The records under this task must be duplicated exactly.

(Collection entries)
· · · · ·
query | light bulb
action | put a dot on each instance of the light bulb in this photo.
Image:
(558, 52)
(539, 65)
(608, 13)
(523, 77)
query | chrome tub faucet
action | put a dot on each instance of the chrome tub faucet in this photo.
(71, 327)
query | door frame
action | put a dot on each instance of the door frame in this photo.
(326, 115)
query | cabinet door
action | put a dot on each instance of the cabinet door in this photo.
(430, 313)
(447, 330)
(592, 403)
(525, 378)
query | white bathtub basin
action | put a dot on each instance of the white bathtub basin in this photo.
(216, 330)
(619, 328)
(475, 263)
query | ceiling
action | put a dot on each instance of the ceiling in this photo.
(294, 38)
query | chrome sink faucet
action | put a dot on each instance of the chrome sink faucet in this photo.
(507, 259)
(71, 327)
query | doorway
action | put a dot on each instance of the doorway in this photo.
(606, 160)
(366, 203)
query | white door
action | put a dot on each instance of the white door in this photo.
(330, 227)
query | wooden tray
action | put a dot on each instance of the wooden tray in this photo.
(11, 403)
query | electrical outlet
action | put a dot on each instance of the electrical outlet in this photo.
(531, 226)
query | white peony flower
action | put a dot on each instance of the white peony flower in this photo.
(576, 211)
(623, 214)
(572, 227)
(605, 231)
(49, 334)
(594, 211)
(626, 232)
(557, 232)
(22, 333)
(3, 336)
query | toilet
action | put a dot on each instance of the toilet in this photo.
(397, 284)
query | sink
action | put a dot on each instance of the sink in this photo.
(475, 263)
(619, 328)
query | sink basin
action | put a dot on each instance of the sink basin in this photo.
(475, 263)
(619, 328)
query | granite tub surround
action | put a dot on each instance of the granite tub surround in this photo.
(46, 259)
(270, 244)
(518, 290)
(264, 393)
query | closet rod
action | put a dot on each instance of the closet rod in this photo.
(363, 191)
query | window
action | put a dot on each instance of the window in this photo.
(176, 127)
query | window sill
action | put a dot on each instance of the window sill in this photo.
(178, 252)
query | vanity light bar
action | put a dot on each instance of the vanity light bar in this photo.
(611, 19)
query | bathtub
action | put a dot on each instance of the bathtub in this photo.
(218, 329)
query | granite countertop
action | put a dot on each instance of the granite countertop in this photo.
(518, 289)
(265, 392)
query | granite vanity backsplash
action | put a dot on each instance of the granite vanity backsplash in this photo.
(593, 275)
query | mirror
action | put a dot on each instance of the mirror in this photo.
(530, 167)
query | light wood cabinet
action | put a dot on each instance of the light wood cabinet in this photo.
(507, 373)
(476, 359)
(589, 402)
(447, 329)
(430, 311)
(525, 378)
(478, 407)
· · · · ·
Task output:
query | light bulb
action | put a dot on each instance of the light bulb in this photo.
Image:
(558, 52)
(539, 65)
(608, 13)
(523, 77)
query | chrome tub faucet
action | put a dot on each instance of the chrome tub faucet in this photo.
(71, 327)
query | door frame
action | put a dot on each instance of the door frame in this photo.
(326, 115)
query | cabinet door
action | put a dot on each instance of the cabinet door in this photo.
(430, 313)
(447, 330)
(592, 403)
(525, 378)
query | white bathtub basin
action | put a dot on each instance of the white bathtub basin in this photo.
(216, 330)
(619, 328)
(475, 263)
query | ceiling
action | put a dot on each instance of the ceiling in this photo.
(294, 38)
query | chrome sink faucet
action | put a dot on each instance of the chrome sink faucet in this photo.
(507, 259)
(71, 327)
query | doorway
action | put a dot on each instance of the doorway in this photo.
(606, 160)
(366, 203)
query | white door
action | put a dot on each instance of the white door in this photo.
(330, 227)
query | wooden tray
action | put a dot on each instance of the wooden tray in this photo.
(11, 403)
query | electrical outlet
action | put a dot on each instance of the electrical outlet in this photo.
(531, 226)
query | white peony flower
action | put a dot on each instance of the white peony flower in this photo.
(576, 211)
(623, 214)
(572, 227)
(605, 231)
(49, 334)
(594, 211)
(626, 232)
(557, 232)
(22, 333)
(3, 336)
query | toilet
action | put a dot on each instance of the toilet in this photo.
(397, 284)
query | sink
action | put a dot on each instance of the sink in this photo.
(475, 263)
(619, 328)
query | sink basin
action | put a dot on each instance of the sink basin in this photo.
(475, 263)
(619, 328)
query | granite tub surround
action | put a dot on each instance of the granite tub surround in this photo.
(46, 259)
(270, 244)
(518, 290)
(264, 393)
query | closet rod
action | put a dot on each instance of the closet rod in this photo.
(363, 191)
query | window
action | put a dot on each instance of the window in this photo.
(176, 127)
query | window sill
action | put a dot on each instance of the window sill in this photo.
(178, 252)
query | vanity light bar
action | put a dot on each instance of the vanity light bar in this photo.
(611, 19)
query | bathtub
action | put a dot on each instance of the bathtub in this photo.
(218, 329)
query | granite countertop
action | put a dot on each instance of the granite countertop in this photo.
(518, 289)
(265, 392)
query | granite vanity backsplash
action | put a dot on each instance of the granite vanity backsplash in this photo.
(593, 275)
query | mirror
action | put a dot on each instance of the mirror in this photo.
(530, 167)
query | light wood cabinet
action | put a dot on each instance of the light wood cabinet in this photo.
(507, 373)
(476, 359)
(589, 402)
(447, 329)
(430, 311)
(525, 378)
(478, 407)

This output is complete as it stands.